WHAT TO DO: Scan the material below for "building", then return each line that contains it.

INPUT RECORDS:
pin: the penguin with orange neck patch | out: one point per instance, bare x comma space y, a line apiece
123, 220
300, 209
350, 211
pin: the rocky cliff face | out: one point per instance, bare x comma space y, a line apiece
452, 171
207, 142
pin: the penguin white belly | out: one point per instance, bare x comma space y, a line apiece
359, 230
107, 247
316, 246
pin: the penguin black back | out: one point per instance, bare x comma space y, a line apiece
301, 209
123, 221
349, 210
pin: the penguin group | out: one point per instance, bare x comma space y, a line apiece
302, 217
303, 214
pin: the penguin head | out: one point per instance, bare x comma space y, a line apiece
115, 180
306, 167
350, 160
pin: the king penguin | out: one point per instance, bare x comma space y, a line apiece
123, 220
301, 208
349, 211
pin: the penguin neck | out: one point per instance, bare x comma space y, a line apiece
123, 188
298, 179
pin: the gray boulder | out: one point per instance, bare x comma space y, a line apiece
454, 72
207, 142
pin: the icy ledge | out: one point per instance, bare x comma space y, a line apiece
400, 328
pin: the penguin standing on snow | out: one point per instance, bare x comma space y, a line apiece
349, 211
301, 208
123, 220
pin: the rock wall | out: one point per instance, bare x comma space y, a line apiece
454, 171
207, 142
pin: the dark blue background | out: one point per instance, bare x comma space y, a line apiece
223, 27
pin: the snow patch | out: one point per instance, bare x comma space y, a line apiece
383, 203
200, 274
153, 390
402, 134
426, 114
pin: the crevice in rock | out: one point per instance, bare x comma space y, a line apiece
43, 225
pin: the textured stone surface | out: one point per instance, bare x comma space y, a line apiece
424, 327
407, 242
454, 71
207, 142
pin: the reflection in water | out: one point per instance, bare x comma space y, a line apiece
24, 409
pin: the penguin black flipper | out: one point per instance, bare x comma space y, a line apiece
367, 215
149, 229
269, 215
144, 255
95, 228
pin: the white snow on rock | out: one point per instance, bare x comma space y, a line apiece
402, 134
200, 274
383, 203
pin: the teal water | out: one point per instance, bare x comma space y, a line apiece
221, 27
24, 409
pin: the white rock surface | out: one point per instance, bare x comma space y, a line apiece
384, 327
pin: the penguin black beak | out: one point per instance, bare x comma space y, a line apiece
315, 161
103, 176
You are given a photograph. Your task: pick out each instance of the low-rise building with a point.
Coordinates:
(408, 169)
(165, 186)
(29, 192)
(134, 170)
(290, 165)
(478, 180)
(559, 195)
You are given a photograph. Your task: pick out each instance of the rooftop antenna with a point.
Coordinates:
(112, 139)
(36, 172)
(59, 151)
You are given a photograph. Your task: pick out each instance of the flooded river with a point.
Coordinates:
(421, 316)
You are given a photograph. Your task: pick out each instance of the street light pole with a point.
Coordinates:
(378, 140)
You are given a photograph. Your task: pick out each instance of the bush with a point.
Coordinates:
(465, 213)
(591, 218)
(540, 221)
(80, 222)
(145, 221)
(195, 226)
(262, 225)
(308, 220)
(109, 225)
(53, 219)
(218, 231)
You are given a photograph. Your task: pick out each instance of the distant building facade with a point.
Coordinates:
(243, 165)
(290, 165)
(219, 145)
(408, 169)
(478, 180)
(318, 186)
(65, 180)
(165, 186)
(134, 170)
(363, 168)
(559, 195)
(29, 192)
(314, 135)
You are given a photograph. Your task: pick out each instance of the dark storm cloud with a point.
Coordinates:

OUTPUT FOR THIS EXERCISE:
You are given a photograph. Your task: pick out each instance of the low-rise building with a point.
You are given a photograph. Your task: pick out each instance of the distant building facade with a point.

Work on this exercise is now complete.